Texto del documento:
---

Por momentos, Baudrillard parece ser un delirante miembro de la
escuela de Frankfurt, sus consideraciones acerca del sujeto fractal
(al que yo
llamo sujeto mediático) son terroríficamente puritanas,
aunque no por ello dejan de ser divertidas.
"Todo lo que es sólido se disuelve en el aire",
la obscenidad solidifica la realidad hasta el éxtasis,
hasta disolverla en el aire a ritmo de vértigo. Es el fin
del juego de las apariencias con lo real, el punto muerto de la
ilusión. No existe ya nada que "desviar de su verdad" -según
la clásica definición de seducción-, todo
ha desaparecido por un exceso de verdad y transparencia, es justamente
en este punto donde la metafísica de la seducción
de Jean Baudrillard se tambalea y la radicalidad de su pensamiento
flaquea.
Este fiel devoto de la seducción no termina de entender
del todo el asunto. Cuando analiza los efectos de obscenidad de
la cultura occidental, todo parece estar embuído de un
demoníaco
carácter
pecaminoso y decadente. Paradójicamente, este pasaje de
lo moderno a lo posmoderno, expresado en una lógica neobarroca
y obscena -una fractalidad porno de lo real después de la
orgía de representación-, lo conducen a
lamentarse incansablemente por la ausencia de ilusión y
encanto, en lugar de estallar en una nihilista
carcajada nietszcheana. Con su apuesta por la seducción,
Baudrillard resulta ser, más que un pensador posmoderno,
un anacrónico moralista premoderno.
Esta metafísica subyacente al pensamiento de Baudrillard
tiene reminiscencias heideggerianas, es algo así como la
historia del olvido de la se(r)ducción. Esta historia,
considerada por el filósofo como una historia de decadencia y
modernidad, puede resumirse
en tres fases, una fase ritual, luego una estética y, finalmente
una fase política de la seducción, que expresan
el triste destino involutivo y decadente de la simulación.

---

Ejercicios propuestos:
[1] Resuma en dos oraciones el texto sobre Baudrillard.
[2] Enumere las fases en que, según el texto sobre Baudrillard, puede resumirse la historia de la seducción.
[3] Prosiga el texto sobre Baudrillard a partir de la última oración.
Los datos no hacen falta para resolver ningún ejercicio.

[Algunos datos]

---

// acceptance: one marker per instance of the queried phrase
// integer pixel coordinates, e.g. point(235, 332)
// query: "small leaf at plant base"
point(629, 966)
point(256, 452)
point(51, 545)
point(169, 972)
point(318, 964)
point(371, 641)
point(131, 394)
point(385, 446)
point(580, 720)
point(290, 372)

---

Soluciones:
[1] El texto califica de terroríficamente puritanas las consideraciones de Baudrillard sobre el sujeto fractal y sostiene que, en lugar de estallar en una carcajada nietzscheana, este se lamenta incansablemente por la ausencia de ilusión y encanto, por lo que resulta más un moralista premoderno que un pensador posmoderno. Describe además la metafísica subyacente a su pensamiento como una historia del olvido de la seducción, resumible en tres fases: ritual, estética y política.

[2]
- Fase ritual
- Fase estética
- Fase política

[3]
La primera fase de su historia revela un estado bruto de la seducción,
ésta es ritual, agonística, animal, este estado
primitivo, edénico, hace palpitar intensamente el melancólico
corazón de Baudrillard. Le sigue una fase más civilizada,
desde el Renacimiento hasta el siglo XVIII comienza a darse una
suerte de secularización de la seducción, ésta
se manifiesta en los modelos cortesanos y románticos, la
figura del seductor entra en escena. Esta escenificación
-más o menos melodramática- del juego de las apariencias
va haciendo desaparecer, poco a poco, la magia
del ritual,
sustituyéndola por una estética de la ilusión
cada vez más banal y previsible.
Esta estetización de la seducción alcanzó
su clímax en nuestro fin de siglo, pero ya desde el siglo
XIX hasta el presente la seducción no ha hecho más
que extenderse a todas las esferas perdiendo su mítica
intensidad primitiva, su reproducción fractal, metastásica,
ha corroído el aura de la que antes gozaba, esta fase
política -parafraseando a Benjamin- está íntimamente
vinculada a una pieza clave de la máquina analítica
baudrillardiana, la noción de transpolítica, esto
es, las estrategias banales de un universo carente de seducción.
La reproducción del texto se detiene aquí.